**PROVIDED INFORMATION:**
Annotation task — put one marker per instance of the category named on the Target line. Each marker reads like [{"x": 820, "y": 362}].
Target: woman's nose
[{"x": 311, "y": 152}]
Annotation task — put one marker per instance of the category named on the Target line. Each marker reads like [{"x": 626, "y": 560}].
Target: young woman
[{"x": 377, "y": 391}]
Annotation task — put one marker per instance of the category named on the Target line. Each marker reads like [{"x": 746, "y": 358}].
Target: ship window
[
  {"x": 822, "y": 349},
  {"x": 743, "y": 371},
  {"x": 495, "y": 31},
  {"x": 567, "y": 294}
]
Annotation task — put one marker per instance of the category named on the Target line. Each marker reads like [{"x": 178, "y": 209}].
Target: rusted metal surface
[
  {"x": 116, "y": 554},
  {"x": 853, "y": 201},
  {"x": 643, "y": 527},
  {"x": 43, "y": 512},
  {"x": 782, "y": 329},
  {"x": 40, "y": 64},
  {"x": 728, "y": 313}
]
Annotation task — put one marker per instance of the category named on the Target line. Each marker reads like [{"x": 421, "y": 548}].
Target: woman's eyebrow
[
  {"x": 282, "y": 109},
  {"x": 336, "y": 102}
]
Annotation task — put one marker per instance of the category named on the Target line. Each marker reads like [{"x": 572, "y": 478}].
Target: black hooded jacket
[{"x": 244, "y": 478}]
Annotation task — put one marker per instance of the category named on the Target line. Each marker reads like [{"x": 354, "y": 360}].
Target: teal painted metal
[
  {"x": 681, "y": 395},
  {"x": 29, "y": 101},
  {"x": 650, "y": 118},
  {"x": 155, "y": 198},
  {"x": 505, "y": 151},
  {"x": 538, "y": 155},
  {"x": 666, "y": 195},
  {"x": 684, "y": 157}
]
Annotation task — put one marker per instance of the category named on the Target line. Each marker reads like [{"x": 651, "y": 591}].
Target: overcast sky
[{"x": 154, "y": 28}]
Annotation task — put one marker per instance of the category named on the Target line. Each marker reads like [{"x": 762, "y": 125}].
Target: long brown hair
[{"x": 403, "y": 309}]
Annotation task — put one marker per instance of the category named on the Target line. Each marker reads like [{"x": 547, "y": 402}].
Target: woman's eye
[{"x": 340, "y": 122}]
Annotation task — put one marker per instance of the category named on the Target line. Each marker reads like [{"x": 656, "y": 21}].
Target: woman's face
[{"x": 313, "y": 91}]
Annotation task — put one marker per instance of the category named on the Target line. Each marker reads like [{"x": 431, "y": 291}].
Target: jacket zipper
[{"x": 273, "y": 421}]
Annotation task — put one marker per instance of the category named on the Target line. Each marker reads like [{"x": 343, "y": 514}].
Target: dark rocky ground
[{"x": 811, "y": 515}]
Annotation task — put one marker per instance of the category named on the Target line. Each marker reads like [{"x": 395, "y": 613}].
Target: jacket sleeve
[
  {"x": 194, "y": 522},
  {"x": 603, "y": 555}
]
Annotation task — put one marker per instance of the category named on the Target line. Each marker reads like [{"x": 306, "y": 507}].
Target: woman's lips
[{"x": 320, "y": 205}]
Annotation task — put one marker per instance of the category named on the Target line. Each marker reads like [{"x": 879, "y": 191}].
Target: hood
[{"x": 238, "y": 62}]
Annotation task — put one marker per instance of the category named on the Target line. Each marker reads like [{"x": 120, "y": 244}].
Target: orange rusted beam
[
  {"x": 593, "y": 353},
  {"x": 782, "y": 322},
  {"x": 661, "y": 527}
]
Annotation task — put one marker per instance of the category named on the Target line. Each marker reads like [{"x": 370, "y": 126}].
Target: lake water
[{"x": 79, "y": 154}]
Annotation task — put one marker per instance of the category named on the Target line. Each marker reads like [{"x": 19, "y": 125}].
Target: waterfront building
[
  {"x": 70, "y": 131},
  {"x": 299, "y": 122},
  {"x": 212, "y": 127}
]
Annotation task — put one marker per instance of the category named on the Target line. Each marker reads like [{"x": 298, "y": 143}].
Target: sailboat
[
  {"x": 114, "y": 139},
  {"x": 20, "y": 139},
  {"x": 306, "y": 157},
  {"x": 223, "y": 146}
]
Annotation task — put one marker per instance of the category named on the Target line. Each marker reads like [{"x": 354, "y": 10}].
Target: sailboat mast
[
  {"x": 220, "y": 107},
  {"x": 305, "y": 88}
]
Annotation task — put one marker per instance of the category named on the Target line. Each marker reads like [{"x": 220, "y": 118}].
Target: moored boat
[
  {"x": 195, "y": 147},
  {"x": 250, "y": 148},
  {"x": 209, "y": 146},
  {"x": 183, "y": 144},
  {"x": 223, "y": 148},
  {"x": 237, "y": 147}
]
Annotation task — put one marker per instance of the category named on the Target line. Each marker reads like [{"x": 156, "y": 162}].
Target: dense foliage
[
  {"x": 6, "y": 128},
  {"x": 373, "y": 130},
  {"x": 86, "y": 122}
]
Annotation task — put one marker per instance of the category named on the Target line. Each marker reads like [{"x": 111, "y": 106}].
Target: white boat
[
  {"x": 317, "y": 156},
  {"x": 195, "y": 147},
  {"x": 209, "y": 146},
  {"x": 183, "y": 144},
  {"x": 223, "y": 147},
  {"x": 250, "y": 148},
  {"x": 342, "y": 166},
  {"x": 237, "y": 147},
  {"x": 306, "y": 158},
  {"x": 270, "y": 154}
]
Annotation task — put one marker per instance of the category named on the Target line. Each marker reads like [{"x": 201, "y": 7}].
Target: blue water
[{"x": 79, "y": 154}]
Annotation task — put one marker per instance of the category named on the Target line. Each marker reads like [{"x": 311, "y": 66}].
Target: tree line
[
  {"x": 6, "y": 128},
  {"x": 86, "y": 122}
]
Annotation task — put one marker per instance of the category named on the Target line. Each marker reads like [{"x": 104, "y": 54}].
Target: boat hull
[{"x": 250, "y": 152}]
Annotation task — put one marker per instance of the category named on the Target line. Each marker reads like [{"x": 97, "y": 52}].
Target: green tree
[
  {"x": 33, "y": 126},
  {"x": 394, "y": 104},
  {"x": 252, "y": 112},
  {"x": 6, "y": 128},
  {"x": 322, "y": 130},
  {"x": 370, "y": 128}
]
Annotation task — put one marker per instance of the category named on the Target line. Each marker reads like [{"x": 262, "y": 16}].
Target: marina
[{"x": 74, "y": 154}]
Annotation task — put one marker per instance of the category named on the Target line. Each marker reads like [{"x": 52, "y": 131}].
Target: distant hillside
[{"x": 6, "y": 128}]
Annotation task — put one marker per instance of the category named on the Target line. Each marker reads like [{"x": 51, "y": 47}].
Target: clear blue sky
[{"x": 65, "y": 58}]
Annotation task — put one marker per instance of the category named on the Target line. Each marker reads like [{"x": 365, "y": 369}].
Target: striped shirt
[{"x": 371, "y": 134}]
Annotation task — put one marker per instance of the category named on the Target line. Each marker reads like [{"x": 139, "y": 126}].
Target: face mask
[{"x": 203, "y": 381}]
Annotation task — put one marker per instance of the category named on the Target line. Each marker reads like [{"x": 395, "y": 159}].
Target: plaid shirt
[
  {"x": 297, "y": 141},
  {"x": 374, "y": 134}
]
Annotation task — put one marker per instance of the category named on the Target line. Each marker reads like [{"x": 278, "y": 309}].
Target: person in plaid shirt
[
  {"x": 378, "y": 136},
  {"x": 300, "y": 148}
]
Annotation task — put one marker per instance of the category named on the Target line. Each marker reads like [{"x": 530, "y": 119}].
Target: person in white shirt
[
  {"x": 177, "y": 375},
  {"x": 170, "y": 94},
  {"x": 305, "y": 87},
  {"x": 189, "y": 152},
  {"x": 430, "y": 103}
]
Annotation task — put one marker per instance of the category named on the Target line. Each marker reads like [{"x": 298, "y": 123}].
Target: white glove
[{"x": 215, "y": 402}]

**WORK TO BE COMPLETED:** The records above are to be given again in full, word for word.

**RESULT:**
Annotation task — put one marker per instance of the category named on the Target line. Each marker reads like [{"x": 820, "y": 362}].
Target: woman's nose
[{"x": 311, "y": 152}]
Annotation task — put one marker per instance of the category named on the Target line. Each marker reads like [{"x": 626, "y": 560}].
Target: young woman
[{"x": 377, "y": 391}]
Annotation task — put one marker per instance of the category named on the Target line. Each marker reads like [{"x": 746, "y": 358}].
Target: ship window
[
  {"x": 822, "y": 349},
  {"x": 743, "y": 371},
  {"x": 495, "y": 31},
  {"x": 567, "y": 294}
]
Annotation task — put one marker per instance of the category named on the Target line. Each marker reads like [{"x": 178, "y": 209}].
Target: rusted metal surface
[
  {"x": 116, "y": 554},
  {"x": 853, "y": 201},
  {"x": 643, "y": 527},
  {"x": 43, "y": 512},
  {"x": 782, "y": 329},
  {"x": 40, "y": 64},
  {"x": 728, "y": 313}
]
Annotation task — put one marker per instance of the category named on the Target line. Each marker reads like [{"x": 421, "y": 548}].
Target: woman's eyebrow
[
  {"x": 282, "y": 109},
  {"x": 336, "y": 102}
]
Annotation task — put one marker per instance of the category named on the Target line. Each marker reads like [{"x": 572, "y": 478}].
Target: black hooded jacket
[{"x": 244, "y": 478}]
Annotation task — put one marker per instance of the category named on the Target line. Each marker reads like [{"x": 354, "y": 360}].
Target: teal painted metal
[
  {"x": 681, "y": 395},
  {"x": 29, "y": 101},
  {"x": 650, "y": 118},
  {"x": 155, "y": 198},
  {"x": 505, "y": 151},
  {"x": 538, "y": 155},
  {"x": 666, "y": 195},
  {"x": 684, "y": 157}
]
Annotation task — put one marker per instance of the category named on the Target line. Each marker reads like [{"x": 651, "y": 591}].
Target: overcast sky
[{"x": 154, "y": 28}]
Annotation task — put one marker per instance of the category named on the Target line. Each marker reads like [{"x": 762, "y": 125}].
Target: long brown hair
[{"x": 403, "y": 309}]
Annotation task — put one marker per instance of the category named on the Target line. Each marker reads like [{"x": 547, "y": 402}].
Target: woman's eye
[{"x": 340, "y": 122}]
Annotation task — put one marker per instance of the category named on the Target line. Each marker reads like [{"x": 656, "y": 21}].
Target: woman's face
[{"x": 313, "y": 91}]
Annotation task — put one marker per instance of the category named on the Target line. Each marker reads like [{"x": 431, "y": 291}].
Target: jacket zipper
[{"x": 273, "y": 421}]
Annotation task — put one marker per instance of the category named on the Target line. Each marker reads like [{"x": 343, "y": 514}].
Target: dark rocky ground
[{"x": 811, "y": 515}]
Annotation task — put one marker per instance of the category named on the Target line. Each marker reads like [{"x": 395, "y": 613}].
Target: jacket sleeve
[
  {"x": 194, "y": 522},
  {"x": 603, "y": 555}
]
Annotation task — put one marker per instance of the category named on the Target line. Each marker reads like [{"x": 306, "y": 507}].
Target: woman's lips
[{"x": 320, "y": 205}]
Annotation task — put one marker per instance of the category named on the Target line. Each marker reads like [{"x": 879, "y": 191}].
Target: hood
[{"x": 238, "y": 62}]
Annotation task — put one marker per instance of the category named on the Target line. Each marker reads like [{"x": 120, "y": 244}].
Target: orange rusted beam
[
  {"x": 593, "y": 353},
  {"x": 782, "y": 322},
  {"x": 661, "y": 527}
]
Annotation task — put one marker per instance of the category named on the Target line. Each marker reads like [{"x": 370, "y": 126}].
Target: lake water
[{"x": 79, "y": 154}]
Annotation task — put one marker per instance of the category named on the Target line. Each marker reads like [{"x": 19, "y": 125}].
Target: waterfront building
[
  {"x": 70, "y": 131},
  {"x": 299, "y": 122},
  {"x": 212, "y": 127}
]
Annotation task — put one marker per instance of the category named on the Target line. Each marker reads like [{"x": 298, "y": 143}].
Target: sailboat
[
  {"x": 114, "y": 139},
  {"x": 20, "y": 139},
  {"x": 306, "y": 157},
  {"x": 223, "y": 146}
]
Annotation task — put one marker per instance of the category named on the Target line. Each marker reads like [{"x": 354, "y": 10}].
Target: sailboat mast
[
  {"x": 220, "y": 107},
  {"x": 305, "y": 88}
]
Annotation task — put one marker per instance of the category named on the Target line. Each marker reads like [{"x": 220, "y": 118}].
Target: moored boat
[
  {"x": 195, "y": 147},
  {"x": 250, "y": 148},
  {"x": 209, "y": 146},
  {"x": 183, "y": 144},
  {"x": 223, "y": 148},
  {"x": 237, "y": 147}
]
Annotation task — put one marker per instance of the category named on the Target line. Each marker reads like [{"x": 156, "y": 162}].
Target: dense foliage
[
  {"x": 6, "y": 128},
  {"x": 373, "y": 130},
  {"x": 86, "y": 122}
]
Annotation task — put one marker per instance of the category named on the Target line. Each marker reads like [{"x": 111, "y": 106}].
Target: white boat
[
  {"x": 317, "y": 156},
  {"x": 195, "y": 147},
  {"x": 209, "y": 146},
  {"x": 183, "y": 144},
  {"x": 223, "y": 147},
  {"x": 250, "y": 148},
  {"x": 342, "y": 166},
  {"x": 237, "y": 147},
  {"x": 306, "y": 158},
  {"x": 270, "y": 154}
]
Annotation task — put one marker per instance of the category named on the Target line. Each marker reads like [{"x": 201, "y": 7}].
Target: blue water
[{"x": 79, "y": 154}]
Annotation task — put one marker per instance of the category named on the Target line. Each marker reads like [{"x": 311, "y": 66}].
Target: tree line
[
  {"x": 6, "y": 128},
  {"x": 86, "y": 122}
]
Annotation task — put one marker per instance of the category named on the Target line. Each marker reads like [{"x": 104, "y": 54}].
Target: boat hull
[{"x": 250, "y": 152}]
Annotation task — put one marker per instance of the category named on the Target line. Each marker reads like [{"x": 97, "y": 52}].
Target: green tree
[
  {"x": 33, "y": 126},
  {"x": 394, "y": 104},
  {"x": 252, "y": 112},
  {"x": 6, "y": 128},
  {"x": 322, "y": 130},
  {"x": 370, "y": 128}
]
Annotation task — put one marker per instance of the category named on the Target line. Each marker reads like [{"x": 262, "y": 16}].
Target: marina
[{"x": 74, "y": 154}]
Annotation task — put one marker per instance of the category named on the Target line. Each marker reads like [{"x": 52, "y": 131}].
Target: distant hillside
[{"x": 6, "y": 128}]
Annotation task — put one marker per instance of the category named on the Target line. Each marker reads like [{"x": 51, "y": 47}].
Target: clear blue sky
[{"x": 65, "y": 58}]
Annotation task — put one marker per instance of the category named on the Target line. Each marker reads like [{"x": 365, "y": 369}].
Target: striped shirt
[{"x": 371, "y": 134}]
Annotation task — put one marker per instance of the category named on the Target line. Each marker reads like [{"x": 139, "y": 126}].
Target: face mask
[{"x": 203, "y": 381}]
Annotation task — put one marker per instance of the category named on the Target line. Each marker reads like [{"x": 395, "y": 159}].
Target: plaid shirt
[
  {"x": 297, "y": 141},
  {"x": 374, "y": 134}
]
Annotation task — put one marker per instance of the category named on the Target line. Each marker reads like [{"x": 278, "y": 309}].
Target: person in plaid shirt
[
  {"x": 378, "y": 136},
  {"x": 300, "y": 148}
]
Annotation task — put one marker per instance of the category named on the Target line. Each marker reads like [{"x": 530, "y": 119}].
Target: person in white shirt
[
  {"x": 177, "y": 375},
  {"x": 170, "y": 94},
  {"x": 305, "y": 87},
  {"x": 189, "y": 152},
  {"x": 430, "y": 103}
]
Annotation task — put one marker per instance of the category named on the Target line. Each marker reads like [{"x": 298, "y": 123}].
Target: white glove
[{"x": 215, "y": 402}]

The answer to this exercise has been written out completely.